▶ _Exercise inputs_
◆ ◆ ◆ ◆ ◆
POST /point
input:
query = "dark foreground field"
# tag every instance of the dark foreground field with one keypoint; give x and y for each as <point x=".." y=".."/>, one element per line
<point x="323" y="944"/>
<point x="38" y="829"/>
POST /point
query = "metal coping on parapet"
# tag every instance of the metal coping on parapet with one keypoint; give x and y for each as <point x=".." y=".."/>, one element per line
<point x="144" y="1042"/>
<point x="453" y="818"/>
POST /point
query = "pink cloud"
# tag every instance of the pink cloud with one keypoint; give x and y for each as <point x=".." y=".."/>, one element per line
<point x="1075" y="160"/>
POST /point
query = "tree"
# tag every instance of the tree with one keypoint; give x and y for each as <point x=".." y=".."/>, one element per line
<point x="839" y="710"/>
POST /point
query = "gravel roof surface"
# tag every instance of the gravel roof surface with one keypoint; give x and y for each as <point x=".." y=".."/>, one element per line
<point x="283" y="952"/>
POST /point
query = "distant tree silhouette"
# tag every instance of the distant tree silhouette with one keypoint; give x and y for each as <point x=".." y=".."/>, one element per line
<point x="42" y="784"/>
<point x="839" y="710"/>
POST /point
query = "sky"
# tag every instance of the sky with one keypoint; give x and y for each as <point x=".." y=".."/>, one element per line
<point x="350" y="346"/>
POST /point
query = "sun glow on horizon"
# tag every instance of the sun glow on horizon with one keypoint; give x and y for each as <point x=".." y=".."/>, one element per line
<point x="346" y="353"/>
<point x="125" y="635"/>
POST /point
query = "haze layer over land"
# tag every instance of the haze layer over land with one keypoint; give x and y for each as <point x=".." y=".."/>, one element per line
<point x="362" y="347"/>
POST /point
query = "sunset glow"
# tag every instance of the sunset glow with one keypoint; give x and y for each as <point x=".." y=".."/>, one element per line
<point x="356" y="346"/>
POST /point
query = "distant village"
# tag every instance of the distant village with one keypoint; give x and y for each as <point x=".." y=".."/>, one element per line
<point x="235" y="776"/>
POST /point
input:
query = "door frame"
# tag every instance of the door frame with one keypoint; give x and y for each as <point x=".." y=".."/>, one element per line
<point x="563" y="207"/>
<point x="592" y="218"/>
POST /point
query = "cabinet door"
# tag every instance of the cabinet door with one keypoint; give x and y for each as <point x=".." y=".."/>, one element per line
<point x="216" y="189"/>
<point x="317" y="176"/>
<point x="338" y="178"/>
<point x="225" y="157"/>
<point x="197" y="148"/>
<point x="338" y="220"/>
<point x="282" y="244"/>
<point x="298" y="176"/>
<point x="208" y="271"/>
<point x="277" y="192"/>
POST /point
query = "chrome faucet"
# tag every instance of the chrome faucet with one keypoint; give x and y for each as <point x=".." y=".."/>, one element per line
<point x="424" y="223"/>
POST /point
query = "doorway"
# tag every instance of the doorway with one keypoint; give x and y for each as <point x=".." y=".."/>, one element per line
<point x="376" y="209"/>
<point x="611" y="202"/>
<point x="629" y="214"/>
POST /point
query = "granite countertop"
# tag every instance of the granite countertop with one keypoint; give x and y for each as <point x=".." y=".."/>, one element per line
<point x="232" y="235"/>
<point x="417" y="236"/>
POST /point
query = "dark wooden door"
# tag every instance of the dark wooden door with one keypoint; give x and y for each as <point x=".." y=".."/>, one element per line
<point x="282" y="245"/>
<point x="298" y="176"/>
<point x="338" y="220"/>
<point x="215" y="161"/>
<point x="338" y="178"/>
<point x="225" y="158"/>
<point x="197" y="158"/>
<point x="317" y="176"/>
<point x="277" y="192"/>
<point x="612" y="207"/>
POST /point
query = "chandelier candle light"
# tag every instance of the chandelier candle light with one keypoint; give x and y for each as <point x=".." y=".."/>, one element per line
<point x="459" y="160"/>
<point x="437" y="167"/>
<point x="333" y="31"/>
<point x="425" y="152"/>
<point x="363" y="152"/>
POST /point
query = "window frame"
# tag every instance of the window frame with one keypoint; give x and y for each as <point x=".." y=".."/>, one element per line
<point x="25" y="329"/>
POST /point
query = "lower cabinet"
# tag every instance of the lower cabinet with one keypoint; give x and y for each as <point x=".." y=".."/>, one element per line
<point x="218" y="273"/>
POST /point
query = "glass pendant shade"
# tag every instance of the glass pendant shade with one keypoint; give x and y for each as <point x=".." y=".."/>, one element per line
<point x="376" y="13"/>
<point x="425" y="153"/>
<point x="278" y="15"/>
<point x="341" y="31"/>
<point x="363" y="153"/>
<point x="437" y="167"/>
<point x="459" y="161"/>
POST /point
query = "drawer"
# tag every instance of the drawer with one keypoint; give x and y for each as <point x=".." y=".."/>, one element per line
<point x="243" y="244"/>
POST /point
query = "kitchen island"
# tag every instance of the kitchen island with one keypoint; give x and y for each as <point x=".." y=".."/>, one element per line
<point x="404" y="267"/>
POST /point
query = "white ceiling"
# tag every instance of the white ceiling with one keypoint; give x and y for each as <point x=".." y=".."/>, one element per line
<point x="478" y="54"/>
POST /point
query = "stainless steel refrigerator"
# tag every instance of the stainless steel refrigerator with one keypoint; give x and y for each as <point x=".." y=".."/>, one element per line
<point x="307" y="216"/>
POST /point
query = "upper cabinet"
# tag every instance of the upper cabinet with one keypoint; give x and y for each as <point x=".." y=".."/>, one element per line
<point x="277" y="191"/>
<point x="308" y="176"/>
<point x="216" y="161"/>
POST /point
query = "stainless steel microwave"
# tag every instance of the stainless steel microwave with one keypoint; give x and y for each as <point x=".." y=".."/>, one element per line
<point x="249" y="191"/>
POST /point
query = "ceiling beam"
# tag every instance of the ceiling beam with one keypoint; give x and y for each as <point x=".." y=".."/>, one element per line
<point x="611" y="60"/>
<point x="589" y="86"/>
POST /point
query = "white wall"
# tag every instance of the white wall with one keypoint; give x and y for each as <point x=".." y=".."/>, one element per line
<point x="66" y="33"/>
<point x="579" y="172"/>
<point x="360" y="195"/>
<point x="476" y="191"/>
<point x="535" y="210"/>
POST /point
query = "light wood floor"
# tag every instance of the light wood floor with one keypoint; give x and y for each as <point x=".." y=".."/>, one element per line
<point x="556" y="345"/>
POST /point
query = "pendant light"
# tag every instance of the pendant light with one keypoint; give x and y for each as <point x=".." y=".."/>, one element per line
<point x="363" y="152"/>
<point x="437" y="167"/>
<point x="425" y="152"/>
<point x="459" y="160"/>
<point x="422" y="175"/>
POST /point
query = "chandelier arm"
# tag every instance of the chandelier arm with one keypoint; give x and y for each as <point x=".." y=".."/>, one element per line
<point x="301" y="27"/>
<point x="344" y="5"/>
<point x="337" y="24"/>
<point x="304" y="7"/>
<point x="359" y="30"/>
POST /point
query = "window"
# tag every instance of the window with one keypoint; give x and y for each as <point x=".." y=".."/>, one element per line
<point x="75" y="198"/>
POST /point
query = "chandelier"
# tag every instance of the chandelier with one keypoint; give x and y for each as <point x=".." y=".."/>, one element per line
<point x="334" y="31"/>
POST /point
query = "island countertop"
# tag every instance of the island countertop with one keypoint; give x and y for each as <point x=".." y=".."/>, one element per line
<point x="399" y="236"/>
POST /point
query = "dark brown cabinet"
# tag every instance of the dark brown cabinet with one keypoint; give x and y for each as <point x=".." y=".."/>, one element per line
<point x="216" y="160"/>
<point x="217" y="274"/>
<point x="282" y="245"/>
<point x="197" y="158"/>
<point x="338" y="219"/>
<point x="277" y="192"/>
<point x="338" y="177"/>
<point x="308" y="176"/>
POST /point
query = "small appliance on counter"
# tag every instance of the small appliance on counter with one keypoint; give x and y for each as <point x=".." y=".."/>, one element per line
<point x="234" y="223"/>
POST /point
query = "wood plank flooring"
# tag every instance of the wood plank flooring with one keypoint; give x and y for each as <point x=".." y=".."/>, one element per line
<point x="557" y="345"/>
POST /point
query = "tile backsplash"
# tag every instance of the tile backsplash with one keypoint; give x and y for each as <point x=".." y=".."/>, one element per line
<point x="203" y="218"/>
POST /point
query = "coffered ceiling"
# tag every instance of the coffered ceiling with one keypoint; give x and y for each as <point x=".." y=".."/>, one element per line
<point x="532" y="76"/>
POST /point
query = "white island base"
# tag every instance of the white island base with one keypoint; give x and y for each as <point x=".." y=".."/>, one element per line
◆ ◆ ◆ ◆ ◆
▶ _Goal_
Return every line of the listing above that contains the string "haze", treating uppercase and lowercase as distinct.

▶ _Output of the exercise_
query = "haze layer over land"
# tag every instance of the haze layer over land with one keypoint; give x and y for each as <point x=".." y=".."/>, one element per line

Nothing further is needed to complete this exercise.